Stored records
------------------------------------------------------------------------

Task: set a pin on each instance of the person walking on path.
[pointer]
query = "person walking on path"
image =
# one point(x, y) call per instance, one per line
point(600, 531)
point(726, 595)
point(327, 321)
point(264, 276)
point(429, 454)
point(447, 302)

------------------------------------------------------------------------

*Your instructions*. Reproduce every line of the rows above with no changes at all.

*Output for this exercise*.
Task: set a pin on each instance of the person walking on path.
[pointer]
query = "person walking on path"
image =
# one point(x, y) call per instance, one per line
point(600, 531)
point(726, 595)
point(327, 321)
point(264, 276)
point(429, 454)
point(447, 302)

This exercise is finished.